__Given records__:
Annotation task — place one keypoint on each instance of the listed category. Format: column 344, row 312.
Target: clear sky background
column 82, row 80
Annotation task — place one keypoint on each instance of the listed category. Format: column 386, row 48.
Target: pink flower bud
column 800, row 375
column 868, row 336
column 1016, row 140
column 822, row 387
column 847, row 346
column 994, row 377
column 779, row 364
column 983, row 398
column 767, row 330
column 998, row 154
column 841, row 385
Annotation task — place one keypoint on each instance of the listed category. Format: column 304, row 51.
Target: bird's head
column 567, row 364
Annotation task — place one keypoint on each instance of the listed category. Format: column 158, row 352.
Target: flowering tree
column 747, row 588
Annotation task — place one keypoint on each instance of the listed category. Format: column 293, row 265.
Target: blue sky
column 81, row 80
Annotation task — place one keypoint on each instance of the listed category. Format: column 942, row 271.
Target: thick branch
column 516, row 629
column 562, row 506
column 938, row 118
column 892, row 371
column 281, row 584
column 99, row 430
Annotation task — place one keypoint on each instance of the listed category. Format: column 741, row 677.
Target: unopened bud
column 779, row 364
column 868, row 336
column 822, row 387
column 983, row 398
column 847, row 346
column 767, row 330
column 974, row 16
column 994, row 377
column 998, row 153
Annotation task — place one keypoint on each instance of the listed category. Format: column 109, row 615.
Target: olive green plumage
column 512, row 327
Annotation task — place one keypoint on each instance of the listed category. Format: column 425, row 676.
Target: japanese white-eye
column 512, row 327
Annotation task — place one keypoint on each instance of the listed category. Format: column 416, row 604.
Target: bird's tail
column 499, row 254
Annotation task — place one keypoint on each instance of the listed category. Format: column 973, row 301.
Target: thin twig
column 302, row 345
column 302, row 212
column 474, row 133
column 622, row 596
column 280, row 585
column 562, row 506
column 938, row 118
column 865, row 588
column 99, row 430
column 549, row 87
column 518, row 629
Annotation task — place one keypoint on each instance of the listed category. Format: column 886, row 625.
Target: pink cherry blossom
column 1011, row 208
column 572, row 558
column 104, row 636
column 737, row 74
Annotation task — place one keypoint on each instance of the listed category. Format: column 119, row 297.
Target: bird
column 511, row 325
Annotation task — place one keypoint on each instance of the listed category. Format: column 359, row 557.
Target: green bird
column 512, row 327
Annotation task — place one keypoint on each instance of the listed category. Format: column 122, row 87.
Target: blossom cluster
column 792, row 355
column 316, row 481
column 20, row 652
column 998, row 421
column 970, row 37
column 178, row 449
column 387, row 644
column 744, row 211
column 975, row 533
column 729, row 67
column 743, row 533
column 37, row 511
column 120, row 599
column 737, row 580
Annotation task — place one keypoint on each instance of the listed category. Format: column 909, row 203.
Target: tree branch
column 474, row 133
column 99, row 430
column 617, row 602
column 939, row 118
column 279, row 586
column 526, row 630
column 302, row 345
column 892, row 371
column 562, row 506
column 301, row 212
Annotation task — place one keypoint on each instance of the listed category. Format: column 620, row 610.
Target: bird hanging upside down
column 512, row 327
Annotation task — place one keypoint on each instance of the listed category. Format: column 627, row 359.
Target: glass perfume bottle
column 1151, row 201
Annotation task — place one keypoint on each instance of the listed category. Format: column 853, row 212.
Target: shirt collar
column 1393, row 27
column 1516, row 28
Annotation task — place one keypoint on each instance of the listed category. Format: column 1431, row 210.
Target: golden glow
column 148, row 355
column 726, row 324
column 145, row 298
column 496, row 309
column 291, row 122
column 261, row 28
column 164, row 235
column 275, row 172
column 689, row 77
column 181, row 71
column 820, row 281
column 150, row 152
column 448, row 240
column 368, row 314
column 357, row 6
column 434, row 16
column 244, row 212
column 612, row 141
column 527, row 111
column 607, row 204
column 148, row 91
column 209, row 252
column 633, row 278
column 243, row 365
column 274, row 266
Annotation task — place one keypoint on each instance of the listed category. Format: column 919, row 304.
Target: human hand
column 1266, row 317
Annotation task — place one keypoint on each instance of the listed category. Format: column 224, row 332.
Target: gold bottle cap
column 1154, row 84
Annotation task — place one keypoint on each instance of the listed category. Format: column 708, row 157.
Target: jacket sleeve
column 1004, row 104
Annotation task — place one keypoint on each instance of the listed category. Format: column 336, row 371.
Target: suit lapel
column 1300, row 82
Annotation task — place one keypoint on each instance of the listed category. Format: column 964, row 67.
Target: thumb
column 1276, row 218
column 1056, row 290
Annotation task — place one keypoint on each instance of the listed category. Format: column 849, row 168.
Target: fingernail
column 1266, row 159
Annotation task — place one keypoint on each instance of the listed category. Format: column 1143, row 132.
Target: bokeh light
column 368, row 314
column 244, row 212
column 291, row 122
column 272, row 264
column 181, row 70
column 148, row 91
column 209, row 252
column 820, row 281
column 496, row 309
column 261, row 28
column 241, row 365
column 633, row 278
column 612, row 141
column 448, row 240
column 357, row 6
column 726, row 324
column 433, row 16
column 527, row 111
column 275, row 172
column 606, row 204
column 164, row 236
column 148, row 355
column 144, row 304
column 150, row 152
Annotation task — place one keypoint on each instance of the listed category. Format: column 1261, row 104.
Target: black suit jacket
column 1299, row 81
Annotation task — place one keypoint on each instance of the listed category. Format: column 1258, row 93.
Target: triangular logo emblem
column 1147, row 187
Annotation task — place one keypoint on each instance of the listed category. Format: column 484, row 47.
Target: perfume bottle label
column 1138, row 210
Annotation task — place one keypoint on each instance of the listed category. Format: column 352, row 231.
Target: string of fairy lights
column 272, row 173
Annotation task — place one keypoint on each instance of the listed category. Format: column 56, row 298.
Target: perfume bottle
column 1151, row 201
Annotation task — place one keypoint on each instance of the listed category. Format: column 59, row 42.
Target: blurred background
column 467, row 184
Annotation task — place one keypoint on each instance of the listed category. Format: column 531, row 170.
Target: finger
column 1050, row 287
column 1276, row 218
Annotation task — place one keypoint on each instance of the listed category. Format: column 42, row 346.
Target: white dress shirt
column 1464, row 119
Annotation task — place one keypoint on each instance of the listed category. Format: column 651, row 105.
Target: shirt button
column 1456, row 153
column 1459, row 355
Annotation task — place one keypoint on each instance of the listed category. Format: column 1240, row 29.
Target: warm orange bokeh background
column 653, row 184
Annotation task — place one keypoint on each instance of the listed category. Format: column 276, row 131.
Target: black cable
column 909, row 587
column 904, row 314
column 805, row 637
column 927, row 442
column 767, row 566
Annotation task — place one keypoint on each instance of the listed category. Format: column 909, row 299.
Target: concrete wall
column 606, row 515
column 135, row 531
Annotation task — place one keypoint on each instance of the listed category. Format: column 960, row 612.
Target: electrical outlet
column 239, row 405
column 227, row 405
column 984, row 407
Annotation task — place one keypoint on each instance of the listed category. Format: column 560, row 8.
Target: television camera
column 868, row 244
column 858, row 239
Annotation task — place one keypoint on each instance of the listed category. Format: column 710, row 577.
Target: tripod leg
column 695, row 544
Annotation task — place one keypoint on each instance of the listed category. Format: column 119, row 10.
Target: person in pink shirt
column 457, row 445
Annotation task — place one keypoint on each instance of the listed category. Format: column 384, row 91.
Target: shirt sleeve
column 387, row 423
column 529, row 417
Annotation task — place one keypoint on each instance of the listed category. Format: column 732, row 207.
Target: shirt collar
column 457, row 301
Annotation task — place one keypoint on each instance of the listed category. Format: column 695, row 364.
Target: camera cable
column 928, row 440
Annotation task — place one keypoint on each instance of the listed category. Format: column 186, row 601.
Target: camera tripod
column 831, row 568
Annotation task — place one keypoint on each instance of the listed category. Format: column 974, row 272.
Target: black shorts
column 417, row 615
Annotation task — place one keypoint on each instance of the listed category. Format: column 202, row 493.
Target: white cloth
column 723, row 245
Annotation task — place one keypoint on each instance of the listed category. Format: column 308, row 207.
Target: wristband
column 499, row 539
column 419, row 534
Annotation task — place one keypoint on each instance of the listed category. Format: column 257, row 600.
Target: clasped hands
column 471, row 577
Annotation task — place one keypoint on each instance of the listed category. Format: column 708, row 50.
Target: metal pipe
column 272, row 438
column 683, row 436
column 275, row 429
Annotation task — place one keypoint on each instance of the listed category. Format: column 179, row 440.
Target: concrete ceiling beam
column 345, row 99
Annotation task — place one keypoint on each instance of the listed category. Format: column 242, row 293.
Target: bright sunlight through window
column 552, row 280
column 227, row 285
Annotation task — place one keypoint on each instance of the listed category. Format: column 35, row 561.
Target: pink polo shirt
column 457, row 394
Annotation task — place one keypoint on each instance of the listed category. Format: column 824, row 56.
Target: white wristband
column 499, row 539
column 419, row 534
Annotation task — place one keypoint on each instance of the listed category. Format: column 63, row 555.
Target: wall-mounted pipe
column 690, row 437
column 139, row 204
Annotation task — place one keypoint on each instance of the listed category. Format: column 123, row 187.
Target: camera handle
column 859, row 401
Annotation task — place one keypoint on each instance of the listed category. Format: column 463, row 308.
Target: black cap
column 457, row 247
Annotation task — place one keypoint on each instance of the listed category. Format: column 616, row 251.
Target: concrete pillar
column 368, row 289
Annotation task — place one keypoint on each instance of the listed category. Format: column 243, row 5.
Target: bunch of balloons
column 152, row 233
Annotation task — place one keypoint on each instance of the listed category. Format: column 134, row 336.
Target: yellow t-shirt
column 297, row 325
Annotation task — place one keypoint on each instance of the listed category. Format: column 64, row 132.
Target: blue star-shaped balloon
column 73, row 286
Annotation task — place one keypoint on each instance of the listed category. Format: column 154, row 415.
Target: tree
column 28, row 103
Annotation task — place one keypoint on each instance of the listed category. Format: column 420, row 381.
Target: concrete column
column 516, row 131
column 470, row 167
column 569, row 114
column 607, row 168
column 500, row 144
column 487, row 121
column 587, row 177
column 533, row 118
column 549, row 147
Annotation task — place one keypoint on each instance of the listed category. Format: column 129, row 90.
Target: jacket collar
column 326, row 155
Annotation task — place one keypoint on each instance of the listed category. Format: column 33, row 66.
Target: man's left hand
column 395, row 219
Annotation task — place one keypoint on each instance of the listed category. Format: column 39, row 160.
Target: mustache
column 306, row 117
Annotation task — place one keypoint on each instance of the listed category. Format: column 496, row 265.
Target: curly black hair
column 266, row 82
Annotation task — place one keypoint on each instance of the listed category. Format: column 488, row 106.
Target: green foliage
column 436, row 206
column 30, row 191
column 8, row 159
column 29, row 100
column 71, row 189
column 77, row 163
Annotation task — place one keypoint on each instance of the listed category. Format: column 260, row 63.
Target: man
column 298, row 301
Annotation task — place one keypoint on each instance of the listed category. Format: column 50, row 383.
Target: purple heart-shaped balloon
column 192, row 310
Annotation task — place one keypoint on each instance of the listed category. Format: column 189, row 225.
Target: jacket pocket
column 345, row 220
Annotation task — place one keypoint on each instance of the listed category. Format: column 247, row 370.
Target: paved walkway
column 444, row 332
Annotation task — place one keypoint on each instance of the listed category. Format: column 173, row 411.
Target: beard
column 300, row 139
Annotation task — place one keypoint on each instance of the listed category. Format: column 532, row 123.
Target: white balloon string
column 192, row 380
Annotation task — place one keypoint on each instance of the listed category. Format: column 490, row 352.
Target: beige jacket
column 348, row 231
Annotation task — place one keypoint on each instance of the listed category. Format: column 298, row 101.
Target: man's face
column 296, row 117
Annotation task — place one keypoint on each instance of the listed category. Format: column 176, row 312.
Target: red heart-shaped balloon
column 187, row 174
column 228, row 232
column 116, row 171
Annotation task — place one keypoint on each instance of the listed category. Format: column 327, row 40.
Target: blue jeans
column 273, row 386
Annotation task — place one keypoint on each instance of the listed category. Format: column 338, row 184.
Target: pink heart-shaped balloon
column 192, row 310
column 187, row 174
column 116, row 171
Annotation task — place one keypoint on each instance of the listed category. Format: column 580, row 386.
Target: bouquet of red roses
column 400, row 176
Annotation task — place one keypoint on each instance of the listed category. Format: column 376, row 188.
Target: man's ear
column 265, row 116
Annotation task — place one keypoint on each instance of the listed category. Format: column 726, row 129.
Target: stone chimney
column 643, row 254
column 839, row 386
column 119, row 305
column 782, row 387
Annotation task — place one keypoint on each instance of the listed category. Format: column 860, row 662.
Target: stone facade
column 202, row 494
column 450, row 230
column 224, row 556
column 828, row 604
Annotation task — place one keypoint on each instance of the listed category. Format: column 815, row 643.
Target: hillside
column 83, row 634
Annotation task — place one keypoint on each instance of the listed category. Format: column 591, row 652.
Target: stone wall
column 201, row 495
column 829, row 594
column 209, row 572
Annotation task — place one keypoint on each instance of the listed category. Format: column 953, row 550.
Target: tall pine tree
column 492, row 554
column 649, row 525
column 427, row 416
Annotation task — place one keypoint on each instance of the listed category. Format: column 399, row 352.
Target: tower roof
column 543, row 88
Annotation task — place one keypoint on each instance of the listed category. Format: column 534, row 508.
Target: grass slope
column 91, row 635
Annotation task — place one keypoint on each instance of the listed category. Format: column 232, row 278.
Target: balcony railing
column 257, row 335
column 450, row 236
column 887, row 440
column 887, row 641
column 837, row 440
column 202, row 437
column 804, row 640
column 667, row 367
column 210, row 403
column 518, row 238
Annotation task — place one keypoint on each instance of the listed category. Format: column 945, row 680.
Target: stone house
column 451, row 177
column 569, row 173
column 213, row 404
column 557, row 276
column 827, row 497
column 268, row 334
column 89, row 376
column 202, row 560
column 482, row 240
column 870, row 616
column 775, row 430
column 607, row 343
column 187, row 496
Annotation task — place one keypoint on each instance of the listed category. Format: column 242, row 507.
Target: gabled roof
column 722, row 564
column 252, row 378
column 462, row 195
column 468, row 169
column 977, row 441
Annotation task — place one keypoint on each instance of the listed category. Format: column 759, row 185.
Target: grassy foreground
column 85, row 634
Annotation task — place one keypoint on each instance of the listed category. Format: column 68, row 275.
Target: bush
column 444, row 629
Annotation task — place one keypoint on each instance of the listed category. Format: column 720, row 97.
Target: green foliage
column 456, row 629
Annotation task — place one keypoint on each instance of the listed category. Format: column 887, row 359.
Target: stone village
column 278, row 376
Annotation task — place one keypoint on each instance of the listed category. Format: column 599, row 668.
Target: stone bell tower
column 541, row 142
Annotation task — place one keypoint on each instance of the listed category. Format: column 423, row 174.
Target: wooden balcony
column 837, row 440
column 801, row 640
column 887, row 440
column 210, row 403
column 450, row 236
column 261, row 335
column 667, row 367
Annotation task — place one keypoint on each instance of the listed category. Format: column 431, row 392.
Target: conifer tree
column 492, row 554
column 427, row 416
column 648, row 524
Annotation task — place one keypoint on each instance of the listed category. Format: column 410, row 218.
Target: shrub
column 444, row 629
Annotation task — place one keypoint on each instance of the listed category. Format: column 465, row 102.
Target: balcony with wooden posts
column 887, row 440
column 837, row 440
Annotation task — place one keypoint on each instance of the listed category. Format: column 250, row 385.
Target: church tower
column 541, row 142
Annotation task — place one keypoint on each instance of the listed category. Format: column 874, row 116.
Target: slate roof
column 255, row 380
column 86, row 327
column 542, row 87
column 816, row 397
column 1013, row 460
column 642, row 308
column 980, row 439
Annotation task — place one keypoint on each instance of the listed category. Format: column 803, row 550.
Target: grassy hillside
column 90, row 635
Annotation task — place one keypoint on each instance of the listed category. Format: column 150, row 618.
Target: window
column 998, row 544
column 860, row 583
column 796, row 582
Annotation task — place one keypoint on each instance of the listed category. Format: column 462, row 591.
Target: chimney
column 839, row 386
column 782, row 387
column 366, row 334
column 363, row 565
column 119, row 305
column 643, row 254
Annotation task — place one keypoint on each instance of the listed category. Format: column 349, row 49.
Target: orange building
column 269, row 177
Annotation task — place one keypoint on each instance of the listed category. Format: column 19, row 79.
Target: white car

__What to produce__: Exact repetition is required for the lines from the one that contains "803, row 550." through the final line; leave out everything else.

__Problem solution__:
Annotation task — place one keypoint on each instance of the listed category. Format: column 803, row 550.
Target: grassy hillside
column 90, row 635
Annotation task — place one keypoint on each instance of the listed category. Format: column 150, row 618.
Target: window
column 998, row 544
column 860, row 583
column 796, row 582
Annotation task — place one keypoint on each instance of the listed category. Format: column 462, row 591.
Target: chimney
column 839, row 386
column 782, row 387
column 366, row 334
column 363, row 565
column 119, row 305
column 643, row 254
Annotation task — place one keypoint on each instance of the listed category. Format: column 349, row 49.
Target: orange building
column 269, row 177
Annotation task — place one keypoint on each instance of the listed category. Format: column 19, row 79.
Target: white car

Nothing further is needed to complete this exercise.